• _Exercise requirements_:
(a) Please extract from the excerpt everything from "To keep the" down to "by the webcam.", copied word for word.
(b) According to the excerpt, why was the Fire-I chosen as the webcam?

• _Excerpted text_:
__________________________________________________

To keep the cost of the unit down, it was required that the lens of the webcam be removed. By removing the lens, the image the webcam produced would be out of focus, however this was ok because we weren’t interested in the actual image the webcam produced but rather the pixel values from the light that the webcam received. By using filters over the webcam, we could choose the bandwidth of light that we wanted to capture and was emitted from the quantum dots. The webcam that we eventually chose was a Fire-I because we were able to get the raw data from the pixels and not pixel values that had been processed by the webcam.

Fluid Flow Control

We needed an automated pumping solution to get the reagents in our sequentially loaded chip over the detection area reliably. The previous method that was used was based on timing and was unreliable. A LED was placed over the detection area and the same camera that was used for detection could also be used for active control of the micropump.





Looking at the images from the CCD, it was possible to tell if liquid or air was in a detection area because of the pixel brightness. If air was in the channels, the channel was darker than if liquid was in the channels. Using this information, a Matlab algorithm was developed to look at the difference in a region of the image and determine if air or liquid was present. Since the order that the reagents were being pumped in was known in advance, the Matlab script was connected to an Arduino and the micro pump was turned on and off at the appropriate times.

__________________________________________________

• _Data extract_:
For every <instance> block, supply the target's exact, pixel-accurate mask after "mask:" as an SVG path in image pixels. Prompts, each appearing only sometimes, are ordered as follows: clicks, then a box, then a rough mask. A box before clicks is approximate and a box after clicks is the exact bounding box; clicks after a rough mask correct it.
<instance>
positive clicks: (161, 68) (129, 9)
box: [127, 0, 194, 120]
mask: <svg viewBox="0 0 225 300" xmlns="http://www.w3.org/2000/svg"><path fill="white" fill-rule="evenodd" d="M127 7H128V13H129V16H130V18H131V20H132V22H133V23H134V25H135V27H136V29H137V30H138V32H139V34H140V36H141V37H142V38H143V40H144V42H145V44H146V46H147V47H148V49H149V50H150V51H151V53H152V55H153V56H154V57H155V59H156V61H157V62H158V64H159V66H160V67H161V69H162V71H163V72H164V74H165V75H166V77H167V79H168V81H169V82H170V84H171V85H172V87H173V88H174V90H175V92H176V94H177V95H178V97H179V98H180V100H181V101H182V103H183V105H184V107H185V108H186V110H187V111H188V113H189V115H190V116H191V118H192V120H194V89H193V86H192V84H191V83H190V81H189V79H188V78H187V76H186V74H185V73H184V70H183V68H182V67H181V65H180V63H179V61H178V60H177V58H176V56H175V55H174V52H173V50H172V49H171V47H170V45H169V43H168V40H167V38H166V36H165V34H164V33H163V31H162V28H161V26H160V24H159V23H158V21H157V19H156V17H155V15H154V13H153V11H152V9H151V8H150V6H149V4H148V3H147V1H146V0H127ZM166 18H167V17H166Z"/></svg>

__________________________________________________

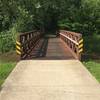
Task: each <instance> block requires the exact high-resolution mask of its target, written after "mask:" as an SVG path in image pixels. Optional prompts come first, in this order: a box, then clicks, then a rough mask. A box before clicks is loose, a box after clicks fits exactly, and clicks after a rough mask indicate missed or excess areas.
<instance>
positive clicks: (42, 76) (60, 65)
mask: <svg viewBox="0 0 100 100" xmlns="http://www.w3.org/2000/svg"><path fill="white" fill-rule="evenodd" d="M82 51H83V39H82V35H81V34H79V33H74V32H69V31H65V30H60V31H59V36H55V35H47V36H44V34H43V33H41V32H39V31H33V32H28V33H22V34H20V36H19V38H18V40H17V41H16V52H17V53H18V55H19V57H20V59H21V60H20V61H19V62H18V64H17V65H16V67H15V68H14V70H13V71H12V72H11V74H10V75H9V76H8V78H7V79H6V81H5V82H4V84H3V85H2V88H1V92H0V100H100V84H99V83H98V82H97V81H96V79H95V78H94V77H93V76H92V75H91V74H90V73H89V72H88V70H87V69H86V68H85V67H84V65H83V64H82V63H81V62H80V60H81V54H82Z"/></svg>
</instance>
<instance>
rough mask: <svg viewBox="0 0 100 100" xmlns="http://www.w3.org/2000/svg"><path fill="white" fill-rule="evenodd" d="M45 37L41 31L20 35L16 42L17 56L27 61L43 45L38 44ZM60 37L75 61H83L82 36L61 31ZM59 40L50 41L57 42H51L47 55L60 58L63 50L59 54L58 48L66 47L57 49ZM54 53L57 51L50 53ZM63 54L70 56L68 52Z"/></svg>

__________________________________________________

• _Exercise responses_:
(a)
To keep the cost of the unit down, it was required that the lens of the webcam be removed. By removing the lens, the image the webcam produced would be out of focus, however this was ok because we weren’t interested in the actual image the webcam produced but rather the pixel values from the light that the webcam received. By using filters over the webcam, we could choose the bandwidth of light that we wanted to capture and was emitted from the quantum dots. The webcam that we eventually chose was a Fire-I because we were able to get the raw data from the pixels and not pixel values that had been processed by the webcam.

(b) It gave access to the raw pixel data rather than pixel values already processed by the webcam.